▸ **YOUR GOAL**
Beginning with the line where "of the blue" appears, retype every remaining line of the data below, both the first and last included.

▸ **RECORDS SHOWN**

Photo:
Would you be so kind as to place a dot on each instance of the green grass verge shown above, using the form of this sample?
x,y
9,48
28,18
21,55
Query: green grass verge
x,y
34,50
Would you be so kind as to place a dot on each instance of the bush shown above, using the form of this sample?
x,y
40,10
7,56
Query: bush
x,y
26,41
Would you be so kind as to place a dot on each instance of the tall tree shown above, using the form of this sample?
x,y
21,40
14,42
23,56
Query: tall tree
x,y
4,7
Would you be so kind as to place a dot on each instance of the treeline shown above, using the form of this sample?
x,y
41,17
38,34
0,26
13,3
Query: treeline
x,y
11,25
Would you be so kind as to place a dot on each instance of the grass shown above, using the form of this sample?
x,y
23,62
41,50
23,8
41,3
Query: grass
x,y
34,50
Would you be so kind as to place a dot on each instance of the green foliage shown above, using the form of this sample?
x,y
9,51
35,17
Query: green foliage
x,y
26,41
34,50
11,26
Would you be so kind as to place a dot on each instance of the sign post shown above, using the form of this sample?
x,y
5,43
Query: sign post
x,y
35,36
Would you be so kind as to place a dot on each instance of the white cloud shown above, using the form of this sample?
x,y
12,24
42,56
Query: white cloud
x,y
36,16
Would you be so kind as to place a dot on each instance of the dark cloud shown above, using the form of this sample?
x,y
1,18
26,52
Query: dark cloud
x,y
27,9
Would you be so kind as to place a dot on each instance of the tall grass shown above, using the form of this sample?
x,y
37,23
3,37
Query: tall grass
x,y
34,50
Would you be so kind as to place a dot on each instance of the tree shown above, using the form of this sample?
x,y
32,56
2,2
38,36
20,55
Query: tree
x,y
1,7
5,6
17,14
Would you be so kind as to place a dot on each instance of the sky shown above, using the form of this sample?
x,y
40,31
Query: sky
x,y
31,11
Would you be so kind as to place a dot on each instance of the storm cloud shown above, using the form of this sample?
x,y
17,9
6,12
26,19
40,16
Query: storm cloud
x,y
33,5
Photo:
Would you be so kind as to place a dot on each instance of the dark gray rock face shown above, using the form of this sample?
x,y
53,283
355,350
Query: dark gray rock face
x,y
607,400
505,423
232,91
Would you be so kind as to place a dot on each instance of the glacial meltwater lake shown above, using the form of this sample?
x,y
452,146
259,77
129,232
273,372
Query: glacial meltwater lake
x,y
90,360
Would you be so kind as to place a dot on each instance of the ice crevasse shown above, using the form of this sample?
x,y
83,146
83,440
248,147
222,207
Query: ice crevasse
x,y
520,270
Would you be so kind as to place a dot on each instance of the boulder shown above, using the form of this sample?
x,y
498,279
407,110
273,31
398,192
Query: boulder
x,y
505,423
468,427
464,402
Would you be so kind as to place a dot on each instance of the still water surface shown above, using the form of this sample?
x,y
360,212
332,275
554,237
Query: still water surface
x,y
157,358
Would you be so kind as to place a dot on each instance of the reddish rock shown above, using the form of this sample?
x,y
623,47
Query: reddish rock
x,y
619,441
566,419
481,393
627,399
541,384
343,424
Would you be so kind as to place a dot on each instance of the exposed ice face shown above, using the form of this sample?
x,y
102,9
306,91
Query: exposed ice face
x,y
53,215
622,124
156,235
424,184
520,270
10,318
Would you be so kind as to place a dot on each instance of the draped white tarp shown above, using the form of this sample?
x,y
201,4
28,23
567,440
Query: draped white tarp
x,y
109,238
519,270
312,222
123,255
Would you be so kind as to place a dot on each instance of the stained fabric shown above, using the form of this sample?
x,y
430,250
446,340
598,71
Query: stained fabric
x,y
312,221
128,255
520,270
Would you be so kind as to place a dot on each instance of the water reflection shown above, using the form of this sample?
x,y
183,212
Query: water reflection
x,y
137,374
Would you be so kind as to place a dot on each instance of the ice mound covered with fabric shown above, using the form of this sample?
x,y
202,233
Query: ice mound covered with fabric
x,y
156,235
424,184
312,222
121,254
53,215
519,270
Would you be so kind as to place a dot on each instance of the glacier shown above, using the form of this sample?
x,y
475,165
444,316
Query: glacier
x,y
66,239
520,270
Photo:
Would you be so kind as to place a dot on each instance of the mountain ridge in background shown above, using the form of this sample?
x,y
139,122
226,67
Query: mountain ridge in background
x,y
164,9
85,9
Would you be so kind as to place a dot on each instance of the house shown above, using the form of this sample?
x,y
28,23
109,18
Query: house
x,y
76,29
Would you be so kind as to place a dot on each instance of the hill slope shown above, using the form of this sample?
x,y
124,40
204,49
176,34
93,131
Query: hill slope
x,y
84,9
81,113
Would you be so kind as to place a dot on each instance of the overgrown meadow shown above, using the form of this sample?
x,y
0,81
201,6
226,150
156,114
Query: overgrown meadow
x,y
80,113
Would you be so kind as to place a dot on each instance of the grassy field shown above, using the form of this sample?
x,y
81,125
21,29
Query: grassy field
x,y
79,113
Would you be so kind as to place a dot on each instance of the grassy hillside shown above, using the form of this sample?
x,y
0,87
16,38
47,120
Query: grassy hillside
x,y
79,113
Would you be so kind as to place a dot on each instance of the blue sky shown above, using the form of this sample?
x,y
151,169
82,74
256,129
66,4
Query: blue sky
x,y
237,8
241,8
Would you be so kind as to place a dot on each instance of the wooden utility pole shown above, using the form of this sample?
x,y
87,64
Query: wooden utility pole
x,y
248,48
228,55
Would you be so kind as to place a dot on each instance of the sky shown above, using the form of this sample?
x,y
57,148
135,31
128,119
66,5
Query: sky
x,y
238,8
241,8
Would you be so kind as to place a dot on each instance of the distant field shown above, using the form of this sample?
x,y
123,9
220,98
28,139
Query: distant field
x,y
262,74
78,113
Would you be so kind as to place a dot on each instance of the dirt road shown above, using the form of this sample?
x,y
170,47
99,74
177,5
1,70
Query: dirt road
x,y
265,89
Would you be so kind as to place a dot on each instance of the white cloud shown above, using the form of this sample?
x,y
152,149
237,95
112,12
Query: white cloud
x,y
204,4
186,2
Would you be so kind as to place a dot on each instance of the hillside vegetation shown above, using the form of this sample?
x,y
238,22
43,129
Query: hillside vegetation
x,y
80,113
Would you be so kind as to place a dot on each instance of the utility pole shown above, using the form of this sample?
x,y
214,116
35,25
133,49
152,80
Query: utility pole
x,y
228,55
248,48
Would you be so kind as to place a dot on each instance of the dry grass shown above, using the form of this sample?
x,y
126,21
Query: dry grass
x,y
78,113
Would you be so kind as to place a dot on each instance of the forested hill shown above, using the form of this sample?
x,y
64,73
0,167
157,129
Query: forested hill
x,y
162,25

▸ **FULL OUTPUT**
Would you be so kind as to place a dot on each instance of the blue sky shown above, using the form of this sample?
x,y
151,169
82,74
256,129
66,4
Query: blue sky
x,y
237,8
241,8
Would you be so kind as to place a dot on each instance of the wooden utility pole shown above, using the form of this sample?
x,y
87,64
Query: wooden utility pole
x,y
248,48
228,55
Would you be so kind as to place a dot on each instance of the sky shown above, using the form of this sample?
x,y
57,148
135,31
128,119
66,5
Query: sky
x,y
238,8
241,8
Would you be so kind as to place a dot on each instance of the distant field shown above, using the form of this sample?
x,y
123,9
220,98
28,139
Query: distant field
x,y
262,74
78,113
Would you be so kind as to place a dot on each instance of the dirt road shown above, using the form of this sample?
x,y
170,47
99,74
177,5
1,70
Query: dirt road
x,y
265,89
Would you be so kind as to place a dot on each instance of the white cloud shown above, using the form of this sample?
x,y
152,149
237,95
112,12
Query: white cloud
x,y
204,4
186,2
Would you be so kind as to place a dot on each instance of the hillside vegetation shown above, using the form of this sample?
x,y
238,22
43,129
Query: hillside vegetation
x,y
80,113
Would you be so kind as to place a dot on each instance of the utility pole shown above, using the form of this sample?
x,y
214,116
35,25
133,49
152,80
Query: utility pole
x,y
228,55
248,48
Would you be so kind as to place a dot on each instance of the dry grass shown above, using the form of this sample?
x,y
126,21
Query: dry grass
x,y
78,113
Would you be so kind as to place a dot on each instance of the forested hill shown above, using the form of this sample?
x,y
64,73
0,167
157,129
Query: forested hill
x,y
162,25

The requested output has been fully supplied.